Set out the rows below as a Markdown table with the columns Number and Line, pairing each non-blank line with its number and leaving blank lines out.

****************

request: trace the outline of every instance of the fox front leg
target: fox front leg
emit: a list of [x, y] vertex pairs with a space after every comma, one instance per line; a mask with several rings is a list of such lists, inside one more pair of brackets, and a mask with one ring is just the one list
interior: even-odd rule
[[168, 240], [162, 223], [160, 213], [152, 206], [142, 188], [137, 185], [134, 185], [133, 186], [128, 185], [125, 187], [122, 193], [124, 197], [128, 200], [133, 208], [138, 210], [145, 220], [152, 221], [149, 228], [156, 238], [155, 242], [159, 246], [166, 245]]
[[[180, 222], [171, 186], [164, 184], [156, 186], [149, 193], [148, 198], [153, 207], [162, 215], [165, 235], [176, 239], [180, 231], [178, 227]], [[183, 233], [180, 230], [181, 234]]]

****************

> **Exercise output**
| Number | Line |
|---|---|
| 1 | request: trace the outline of every instance of the fox front leg |
| 2 | target: fox front leg |
| 3 | emit: a list of [x, y] vertex pairs with a space after every comma, one instance per line; a mask with several rings is a list of such lists, inside one more pair of brackets, and a mask with one ring is just the one list |
| 4 | interior: even-odd rule |
| 5 | [[168, 240], [162, 223], [160, 213], [152, 206], [142, 188], [137, 185], [134, 185], [133, 186], [128, 185], [125, 187], [122, 193], [124, 197], [128, 200], [133, 208], [138, 210], [145, 220], [152, 221], [149, 228], [156, 238], [155, 242], [159, 246], [166, 245]] |
| 6 | [[[180, 222], [171, 186], [164, 184], [156, 186], [149, 193], [148, 198], [153, 207], [162, 215], [165, 235], [176, 239], [180, 231], [178, 227]], [[183, 233], [180, 230], [181, 234]]] |